- AUSGEWÄHLTER TEXTAUSZUG:
****************************************
Kriminalschutzmann Pfeiffer (Frankfurt am Main): Knitelius hatte in Frankfurt keine Beschäftigung. Trotzdem führte er ein nobles Leben und verkehrte in den feinsten Cafés. Er bewegte sich in sehr verrufener Gesellschaft, insbesondere in den Kreisen der verrufenen Halbwelt. Er wohnte mit einem Mädchen namens Zimmermann zusammen, das stark im Verdacht stand, gewerbsmäßige Unzucht zu treiben. Knitelius behauptete, er unterhalte die Zimmermann vollständig, er habe eine Vergolderei in Offenbach und verdiene dabei viel Geld. Es wurde aber festgestellt, daß Knitelius nur bei seiner Mutter im Geschäft war. Die Zimmermann gab zu, von Knitelius nicht unterhalten zu werden, bestritt aber, dem Knitelius Geld gegeben zu haben. Jedenfalls stand Knitelius in dringendem Verdacht, bei der Zimmermann Zuhälterdienste zu leisten, er konnte aber nicht überführt werden.
Kriminalpolizei-Wachtmeister Milke (Frankfurt a. M;): In Frankfurt a.M. wurde einmal des Nachts in einem Juwelierladen ein Einbruchsdiebstahl verübt, Knitelius stand im Verdacht, an dem Einbruch beteiligt gewesen zu sein. Ich wurde beauftragt, Knitelius zu verhaften. Als ich mit noch zwei Beamten des Morgens bei Knitelius erschien, lag er noch zu Bett. Er war sehr erschrocken, sprang aus dem Bette, kleidete sich an und wollte aus einem Tischkasten einen geladenen Revolver herausziehen. Er wurde aber daran gehindert und der Revolver von uns beschlagnahmt.
Vors.: Hat er gedroht, auf Sie zu schießen?
Zeuge: Nein. Er sagte: Wenn ich sofort gewußt hätte, daß Sie Kriminalbeamter sind, dann wäre etwas anderes passiert. Ich fragte, was er gemacht hätte. Knitelius antwortete: »Ich hätte alsdann mich erschossen.« Wir haben auch in Offenbach Haussuchung gehalten. Wir fanden bei der Mutter im Keller ein Loch, das sich vorzüglich als Versteck gestohlener Waren eignete. Von anderen Verbrechern wurde uns mitgeteilt, Knitelius sei Zuhälter und ein ganz gefährlicher Verbrecher. Ein Nachweis, daß Knitelius an dem Einbruch in den Juwelierladen beteiligt war, ließ sich nicht führen.
Hofbüchsenmacher Loesche (Magdeburg) bekundete als Sachverständiger: Die Browningpistole sei eine sehr gefährliche Waffe. Sie treffe sicher und habe den Vorzug vor dem Revolver, daß der Schuß nur ein Geräusch, aber keinen lauten Knall verursache. Der Sachverständige zeigte den Geschworenen die Zusammensetzung der Browningpistole. Die in der Hirsch-Apotheke gefundene Hülse entstamme zweifellos einer Browningpistole.
****************************************
- Gespeicherte Datensätze:

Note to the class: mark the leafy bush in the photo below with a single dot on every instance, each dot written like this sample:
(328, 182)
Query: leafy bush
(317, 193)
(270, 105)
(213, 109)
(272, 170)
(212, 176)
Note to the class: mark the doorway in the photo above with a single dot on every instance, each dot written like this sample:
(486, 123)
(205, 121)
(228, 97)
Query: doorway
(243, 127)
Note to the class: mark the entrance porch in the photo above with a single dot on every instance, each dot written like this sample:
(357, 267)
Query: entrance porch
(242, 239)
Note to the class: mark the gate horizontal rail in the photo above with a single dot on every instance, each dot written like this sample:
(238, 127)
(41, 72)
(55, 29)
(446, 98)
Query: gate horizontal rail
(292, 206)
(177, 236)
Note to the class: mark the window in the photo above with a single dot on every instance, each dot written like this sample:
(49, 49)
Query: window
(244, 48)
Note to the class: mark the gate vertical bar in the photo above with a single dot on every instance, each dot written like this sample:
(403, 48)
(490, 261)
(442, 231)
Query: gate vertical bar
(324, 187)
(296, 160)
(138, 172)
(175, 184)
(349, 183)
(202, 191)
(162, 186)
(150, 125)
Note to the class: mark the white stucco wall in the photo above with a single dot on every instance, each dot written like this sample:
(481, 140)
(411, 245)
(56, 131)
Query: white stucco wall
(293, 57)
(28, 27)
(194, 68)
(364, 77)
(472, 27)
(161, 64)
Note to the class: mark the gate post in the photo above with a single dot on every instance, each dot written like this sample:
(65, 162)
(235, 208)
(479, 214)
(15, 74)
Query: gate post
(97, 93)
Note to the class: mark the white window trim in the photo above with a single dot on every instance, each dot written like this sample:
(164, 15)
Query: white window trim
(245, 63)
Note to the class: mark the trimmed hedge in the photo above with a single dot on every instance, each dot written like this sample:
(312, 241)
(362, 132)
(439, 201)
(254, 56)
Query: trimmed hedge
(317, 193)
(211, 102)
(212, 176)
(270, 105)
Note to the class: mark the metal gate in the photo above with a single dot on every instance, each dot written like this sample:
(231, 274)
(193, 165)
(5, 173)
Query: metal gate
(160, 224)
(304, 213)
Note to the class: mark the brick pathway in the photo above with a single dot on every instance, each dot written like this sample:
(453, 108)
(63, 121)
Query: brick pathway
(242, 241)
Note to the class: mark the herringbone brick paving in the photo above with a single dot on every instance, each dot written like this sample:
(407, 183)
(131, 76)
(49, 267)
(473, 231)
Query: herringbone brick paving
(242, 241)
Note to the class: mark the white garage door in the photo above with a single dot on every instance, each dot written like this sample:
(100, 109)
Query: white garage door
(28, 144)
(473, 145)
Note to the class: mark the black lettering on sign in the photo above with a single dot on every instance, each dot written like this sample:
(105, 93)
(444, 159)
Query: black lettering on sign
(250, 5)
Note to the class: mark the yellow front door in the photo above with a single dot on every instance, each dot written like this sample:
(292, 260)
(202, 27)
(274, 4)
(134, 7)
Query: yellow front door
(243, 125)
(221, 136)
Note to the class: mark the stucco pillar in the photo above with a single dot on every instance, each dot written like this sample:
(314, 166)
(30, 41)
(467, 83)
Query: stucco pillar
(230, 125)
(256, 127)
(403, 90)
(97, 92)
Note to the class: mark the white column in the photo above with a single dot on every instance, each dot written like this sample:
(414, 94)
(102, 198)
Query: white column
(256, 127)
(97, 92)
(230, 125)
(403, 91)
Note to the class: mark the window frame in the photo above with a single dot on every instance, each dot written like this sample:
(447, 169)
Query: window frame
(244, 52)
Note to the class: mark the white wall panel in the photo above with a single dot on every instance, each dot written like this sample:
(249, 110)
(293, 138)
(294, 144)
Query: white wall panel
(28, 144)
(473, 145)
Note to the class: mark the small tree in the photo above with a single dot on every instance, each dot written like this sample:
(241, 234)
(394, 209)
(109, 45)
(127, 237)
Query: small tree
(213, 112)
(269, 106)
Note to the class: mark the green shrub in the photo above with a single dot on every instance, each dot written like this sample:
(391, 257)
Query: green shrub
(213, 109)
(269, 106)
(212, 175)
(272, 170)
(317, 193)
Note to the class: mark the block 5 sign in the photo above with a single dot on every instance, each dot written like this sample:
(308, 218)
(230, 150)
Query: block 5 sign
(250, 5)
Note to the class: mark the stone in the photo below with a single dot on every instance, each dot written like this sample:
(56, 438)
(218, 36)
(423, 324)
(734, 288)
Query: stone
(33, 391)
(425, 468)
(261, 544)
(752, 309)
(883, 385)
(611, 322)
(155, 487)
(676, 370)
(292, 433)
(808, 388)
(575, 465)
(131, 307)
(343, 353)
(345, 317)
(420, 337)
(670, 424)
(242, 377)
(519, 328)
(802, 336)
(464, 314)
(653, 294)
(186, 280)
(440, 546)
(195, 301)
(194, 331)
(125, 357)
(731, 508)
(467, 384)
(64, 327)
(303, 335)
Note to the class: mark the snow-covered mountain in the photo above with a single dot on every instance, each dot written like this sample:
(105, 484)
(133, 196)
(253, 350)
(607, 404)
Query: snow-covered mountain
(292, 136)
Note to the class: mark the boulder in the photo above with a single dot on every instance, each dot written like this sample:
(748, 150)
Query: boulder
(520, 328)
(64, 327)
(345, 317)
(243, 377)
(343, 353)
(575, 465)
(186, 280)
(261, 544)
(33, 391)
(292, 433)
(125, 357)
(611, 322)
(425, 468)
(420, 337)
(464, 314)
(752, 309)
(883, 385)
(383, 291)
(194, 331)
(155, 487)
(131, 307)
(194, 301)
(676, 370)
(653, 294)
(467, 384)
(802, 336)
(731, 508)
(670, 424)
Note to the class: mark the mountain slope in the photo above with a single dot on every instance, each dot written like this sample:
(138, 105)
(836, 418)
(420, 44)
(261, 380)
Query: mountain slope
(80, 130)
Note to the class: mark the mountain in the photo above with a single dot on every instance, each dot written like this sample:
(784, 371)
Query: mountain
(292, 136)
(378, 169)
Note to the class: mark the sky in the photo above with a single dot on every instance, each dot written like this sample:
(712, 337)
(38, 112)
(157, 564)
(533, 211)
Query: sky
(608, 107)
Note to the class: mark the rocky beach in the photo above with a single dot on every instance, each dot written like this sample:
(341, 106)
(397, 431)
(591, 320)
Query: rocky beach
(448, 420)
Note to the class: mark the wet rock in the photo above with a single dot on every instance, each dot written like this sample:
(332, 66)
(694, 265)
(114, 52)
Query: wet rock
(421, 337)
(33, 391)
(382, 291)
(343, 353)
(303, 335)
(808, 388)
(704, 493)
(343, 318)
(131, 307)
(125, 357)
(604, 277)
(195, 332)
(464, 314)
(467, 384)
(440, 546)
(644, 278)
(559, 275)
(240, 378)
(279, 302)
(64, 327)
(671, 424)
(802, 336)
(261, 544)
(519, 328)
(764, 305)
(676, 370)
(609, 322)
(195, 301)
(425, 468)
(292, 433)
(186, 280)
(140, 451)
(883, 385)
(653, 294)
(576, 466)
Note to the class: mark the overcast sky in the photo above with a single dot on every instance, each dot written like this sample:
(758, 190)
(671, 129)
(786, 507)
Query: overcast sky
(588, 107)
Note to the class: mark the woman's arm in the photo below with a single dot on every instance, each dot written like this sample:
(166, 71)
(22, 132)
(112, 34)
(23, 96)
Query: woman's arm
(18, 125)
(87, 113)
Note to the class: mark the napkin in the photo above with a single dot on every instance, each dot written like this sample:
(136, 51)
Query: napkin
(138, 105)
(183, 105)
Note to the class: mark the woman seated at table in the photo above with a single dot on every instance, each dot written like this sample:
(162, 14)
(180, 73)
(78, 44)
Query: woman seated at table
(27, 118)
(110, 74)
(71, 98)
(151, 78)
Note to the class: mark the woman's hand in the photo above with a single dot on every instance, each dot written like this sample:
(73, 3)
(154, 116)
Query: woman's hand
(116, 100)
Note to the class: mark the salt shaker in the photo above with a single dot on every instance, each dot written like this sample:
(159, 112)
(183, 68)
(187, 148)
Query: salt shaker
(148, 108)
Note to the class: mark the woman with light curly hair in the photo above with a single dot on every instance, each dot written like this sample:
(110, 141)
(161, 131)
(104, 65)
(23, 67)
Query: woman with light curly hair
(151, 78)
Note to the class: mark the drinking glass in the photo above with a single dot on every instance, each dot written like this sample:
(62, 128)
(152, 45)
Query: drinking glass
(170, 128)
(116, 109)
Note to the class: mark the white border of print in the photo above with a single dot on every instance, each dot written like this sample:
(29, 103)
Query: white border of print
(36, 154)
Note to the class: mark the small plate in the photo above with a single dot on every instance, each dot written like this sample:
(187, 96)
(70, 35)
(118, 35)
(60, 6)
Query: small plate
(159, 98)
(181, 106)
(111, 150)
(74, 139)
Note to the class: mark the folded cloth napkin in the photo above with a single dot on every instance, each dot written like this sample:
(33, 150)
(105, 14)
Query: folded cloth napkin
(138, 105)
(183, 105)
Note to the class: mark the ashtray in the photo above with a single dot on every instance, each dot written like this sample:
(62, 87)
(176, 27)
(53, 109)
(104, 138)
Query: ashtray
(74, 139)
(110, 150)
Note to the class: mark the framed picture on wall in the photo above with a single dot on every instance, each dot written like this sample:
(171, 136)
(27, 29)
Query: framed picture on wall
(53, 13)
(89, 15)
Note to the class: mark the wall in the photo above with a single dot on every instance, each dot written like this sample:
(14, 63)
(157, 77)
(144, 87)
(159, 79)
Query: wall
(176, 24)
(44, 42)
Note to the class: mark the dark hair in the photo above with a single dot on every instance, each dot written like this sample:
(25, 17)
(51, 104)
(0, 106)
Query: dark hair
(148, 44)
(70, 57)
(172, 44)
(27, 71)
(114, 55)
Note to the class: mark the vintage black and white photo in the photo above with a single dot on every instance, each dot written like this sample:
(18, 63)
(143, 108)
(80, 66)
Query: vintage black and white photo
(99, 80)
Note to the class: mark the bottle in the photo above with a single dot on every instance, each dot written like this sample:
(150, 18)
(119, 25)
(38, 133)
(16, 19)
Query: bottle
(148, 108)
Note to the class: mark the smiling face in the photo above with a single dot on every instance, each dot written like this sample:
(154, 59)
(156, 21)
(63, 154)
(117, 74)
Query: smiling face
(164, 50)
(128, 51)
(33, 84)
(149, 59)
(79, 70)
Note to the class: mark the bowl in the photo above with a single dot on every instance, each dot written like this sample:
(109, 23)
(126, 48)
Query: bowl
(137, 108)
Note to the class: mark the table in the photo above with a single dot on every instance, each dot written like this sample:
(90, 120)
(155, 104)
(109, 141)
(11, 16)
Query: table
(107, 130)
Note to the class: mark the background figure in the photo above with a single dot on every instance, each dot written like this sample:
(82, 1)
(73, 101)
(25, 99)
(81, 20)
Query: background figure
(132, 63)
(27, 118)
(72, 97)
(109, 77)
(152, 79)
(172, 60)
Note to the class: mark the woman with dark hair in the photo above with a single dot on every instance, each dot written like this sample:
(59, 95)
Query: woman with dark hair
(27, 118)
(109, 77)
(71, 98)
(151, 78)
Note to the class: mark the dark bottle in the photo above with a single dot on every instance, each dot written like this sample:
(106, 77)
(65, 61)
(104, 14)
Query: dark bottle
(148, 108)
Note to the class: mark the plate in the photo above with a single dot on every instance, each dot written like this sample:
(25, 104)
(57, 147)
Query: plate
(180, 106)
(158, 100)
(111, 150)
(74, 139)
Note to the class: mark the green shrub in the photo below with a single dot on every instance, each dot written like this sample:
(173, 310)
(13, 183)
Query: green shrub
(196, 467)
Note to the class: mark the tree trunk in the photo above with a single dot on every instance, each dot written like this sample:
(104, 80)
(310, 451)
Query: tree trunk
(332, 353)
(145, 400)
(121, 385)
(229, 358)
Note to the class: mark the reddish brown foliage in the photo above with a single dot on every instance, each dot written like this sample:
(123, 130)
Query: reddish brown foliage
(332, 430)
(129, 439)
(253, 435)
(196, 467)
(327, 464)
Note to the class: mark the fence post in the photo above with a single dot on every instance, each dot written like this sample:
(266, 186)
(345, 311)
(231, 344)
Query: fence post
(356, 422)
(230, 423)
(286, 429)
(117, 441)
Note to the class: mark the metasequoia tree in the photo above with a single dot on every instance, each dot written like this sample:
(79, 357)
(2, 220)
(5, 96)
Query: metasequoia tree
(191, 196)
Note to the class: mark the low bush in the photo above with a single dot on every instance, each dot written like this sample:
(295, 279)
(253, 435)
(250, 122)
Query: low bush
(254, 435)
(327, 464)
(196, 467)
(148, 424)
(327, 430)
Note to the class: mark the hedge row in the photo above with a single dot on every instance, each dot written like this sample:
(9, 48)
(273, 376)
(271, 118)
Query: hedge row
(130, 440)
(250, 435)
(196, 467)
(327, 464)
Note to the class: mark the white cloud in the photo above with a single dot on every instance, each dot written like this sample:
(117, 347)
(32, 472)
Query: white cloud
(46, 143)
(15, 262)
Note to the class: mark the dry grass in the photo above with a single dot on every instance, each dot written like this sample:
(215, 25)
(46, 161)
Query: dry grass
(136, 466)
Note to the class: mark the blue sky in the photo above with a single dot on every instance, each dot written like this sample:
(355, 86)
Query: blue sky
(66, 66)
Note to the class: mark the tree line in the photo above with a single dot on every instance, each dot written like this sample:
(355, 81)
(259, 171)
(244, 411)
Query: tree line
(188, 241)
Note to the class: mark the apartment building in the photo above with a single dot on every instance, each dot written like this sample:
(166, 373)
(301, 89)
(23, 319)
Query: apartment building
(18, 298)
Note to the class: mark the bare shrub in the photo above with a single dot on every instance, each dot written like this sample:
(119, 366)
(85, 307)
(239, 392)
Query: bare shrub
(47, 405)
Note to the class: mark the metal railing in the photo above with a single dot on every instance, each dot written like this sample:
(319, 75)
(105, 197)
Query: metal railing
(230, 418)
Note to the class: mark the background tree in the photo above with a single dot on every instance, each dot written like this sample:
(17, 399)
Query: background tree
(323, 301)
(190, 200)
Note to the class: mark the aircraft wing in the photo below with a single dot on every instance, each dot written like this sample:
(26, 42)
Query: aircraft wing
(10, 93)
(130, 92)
****************************************
- ZU BEARBEITENDE AUFGABEN:
1. Prüfen Sie, ob die folgenden Aussagen mit dem Textauszug übereinstimmen, und belegen Sie jede Antwort mit dem entscheidenden Wortlaut: (a) Knitelius ging in Frankfurt einer Beschäftigung nach. (b) Als die Beamten am Morgen erschienen, lag Knitelius noch im Bett. (c) Laut dem Sachverständigen verursacht der Schuss der Browningpistole einen lauten Knall.
2. Geben Sie einen Abschnitt des Textauszugs unverändert aus: Beginnen Sie bei den Worten „Kriminalpolizei-Wachtmeister Milke (Frankfurt“ und hören Sie nach „Sie zu schießen?“ auf.

- LÖSUNGEN JE AUFGABE:
1.
(a) Nein: „Knitelius hatte in Frankfurt keine Beschäftigung.“
(b) Ja: „Als ich mit noch zwei Beamten des Morgens bei Knitelius erschien, lag er noch zu Bett.“
(c) Nein: „daß der Schuß nur ein Geräusch, aber keinen lauten Knall verursache.“

2.
Kriminalpolizei-Wachtmeister Milke (Frankfurt a. M;): In Frankfurt a.M. wurde einmal des Nachts in einem Juwelierladen ein Einbruchsdiebstahl verübt, Knitelius stand im Verdacht, an dem Einbruch beteiligt gewesen zu sein. Ich wurde beauftragt, Knitelius zu verhaften. Als ich mit noch zwei Beamten des Morgens bei Knitelius erschien, lag er noch zu Bett. Er war sehr erschrocken, sprang aus dem Bette, kleidete sich an und wollte aus einem Tischkasten einen geladenen Revolver herausziehen. Er wurde aber daran gehindert und der Revolver von uns beschlagnahmt.
Vors.: Hat er gedroht, auf Sie zu schießen?